--- BEGIN Source passage ---
Further environmental mitigation will be provided on site by bioswales and porous cement to filter stormwater runoff. Off-site mitigations include a 75 acre (3:1 exchange) agricultural easement set aside in the county. This easement is also prime foraging habitat for Swainson's Hawks and lies in the main migratory flyway.
The project exceeds the 2005, Title 24 State Energy Conservation standard for new homes by 50%.
The National Sierra Club endorsed Measure P for being a compact development with a small carbon footprint.
The Wildhorse Ranch project is designed to attract young families by virtue of its relative affordability. Townhouses will range from $350K to $450K, while single family houses will range from $450K to $550K. This means that a family with a combined income of eighty thousand dollars could qualify for one of the townhouses. The 40 apartments will be designated for low income and very low income families, rent will be controlled by the City of Davis.
Wildhorse Ranch would help Davis schools' declining enrollment by bringing in young families and by providing affordable housing for teachers. The project is intended to allow people who work in Davis to live in Davis, reducing commute times and traffic. Davis only has a 1% vacancy rate, and most of this already low vacancy rate is attributable to students.
--- END Source passage ---
--- BEGIN Given data ---
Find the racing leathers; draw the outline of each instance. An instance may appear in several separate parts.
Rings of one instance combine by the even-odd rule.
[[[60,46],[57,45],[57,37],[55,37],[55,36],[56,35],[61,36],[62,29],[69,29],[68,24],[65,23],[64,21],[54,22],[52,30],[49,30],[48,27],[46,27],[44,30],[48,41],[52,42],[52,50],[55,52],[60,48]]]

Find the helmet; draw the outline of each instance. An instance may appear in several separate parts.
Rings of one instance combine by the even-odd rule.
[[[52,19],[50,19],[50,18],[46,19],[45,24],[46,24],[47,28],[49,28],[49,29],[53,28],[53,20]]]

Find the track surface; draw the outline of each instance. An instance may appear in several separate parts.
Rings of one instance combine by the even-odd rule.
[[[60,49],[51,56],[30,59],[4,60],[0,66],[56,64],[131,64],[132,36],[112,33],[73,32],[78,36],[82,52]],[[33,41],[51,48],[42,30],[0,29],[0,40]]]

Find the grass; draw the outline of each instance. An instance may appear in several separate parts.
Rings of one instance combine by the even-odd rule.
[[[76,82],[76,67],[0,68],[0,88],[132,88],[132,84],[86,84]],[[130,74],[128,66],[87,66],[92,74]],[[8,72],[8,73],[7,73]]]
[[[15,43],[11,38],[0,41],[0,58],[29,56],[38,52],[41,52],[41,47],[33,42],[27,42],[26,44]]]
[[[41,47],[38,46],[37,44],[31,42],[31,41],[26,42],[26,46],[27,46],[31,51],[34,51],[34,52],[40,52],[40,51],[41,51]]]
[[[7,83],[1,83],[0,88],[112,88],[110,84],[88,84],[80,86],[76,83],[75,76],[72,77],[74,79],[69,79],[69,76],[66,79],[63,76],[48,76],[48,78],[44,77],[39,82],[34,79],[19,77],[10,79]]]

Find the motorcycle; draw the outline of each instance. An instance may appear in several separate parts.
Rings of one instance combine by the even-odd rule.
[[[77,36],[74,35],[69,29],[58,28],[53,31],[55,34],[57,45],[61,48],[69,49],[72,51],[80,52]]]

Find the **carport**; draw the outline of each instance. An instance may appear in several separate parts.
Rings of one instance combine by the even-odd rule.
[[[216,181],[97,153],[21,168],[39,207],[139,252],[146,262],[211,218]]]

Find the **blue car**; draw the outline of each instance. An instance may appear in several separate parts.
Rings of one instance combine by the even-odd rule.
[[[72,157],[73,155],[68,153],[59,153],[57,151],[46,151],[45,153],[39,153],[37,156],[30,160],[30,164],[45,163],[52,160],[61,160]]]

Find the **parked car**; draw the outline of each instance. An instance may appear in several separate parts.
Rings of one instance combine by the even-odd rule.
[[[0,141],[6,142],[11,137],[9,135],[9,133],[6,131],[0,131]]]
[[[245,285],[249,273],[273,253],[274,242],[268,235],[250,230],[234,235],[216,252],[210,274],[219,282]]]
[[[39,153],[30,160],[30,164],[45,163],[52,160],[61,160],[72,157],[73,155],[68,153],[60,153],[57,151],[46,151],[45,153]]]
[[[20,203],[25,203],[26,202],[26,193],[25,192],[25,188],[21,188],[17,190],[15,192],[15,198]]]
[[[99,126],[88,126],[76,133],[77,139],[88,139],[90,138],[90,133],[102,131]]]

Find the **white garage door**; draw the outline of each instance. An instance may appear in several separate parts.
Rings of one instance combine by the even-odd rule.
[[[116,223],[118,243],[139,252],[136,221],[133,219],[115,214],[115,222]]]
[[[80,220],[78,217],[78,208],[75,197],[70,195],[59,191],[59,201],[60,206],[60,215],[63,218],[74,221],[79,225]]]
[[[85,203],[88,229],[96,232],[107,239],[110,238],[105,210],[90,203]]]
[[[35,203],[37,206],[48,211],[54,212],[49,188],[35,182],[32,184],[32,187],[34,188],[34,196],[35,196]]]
--- END Given data ---
• **Task to complete**
In the Wildhorse Ranch passage, substitute "rental units" for "apartments" and write out the part starting at "The National Sierra" and ending at "City of Davis.".

• **Exercise response**
The National Sierra Club endorsed Measure P for being a compact development with a small carbon footprint.
The Wildhorse Ranch project is designed to attract young families by virtue of its relative affordability. Townhouses will range from $350K to $450K, while single family houses will range from $450K to $550K. This means that a family with a combined income of eighty thousand dollars could qualify for one of the townhouses. The 40 rental units will be designated for low income and very low income families, rent will be controlled by the City of Davis.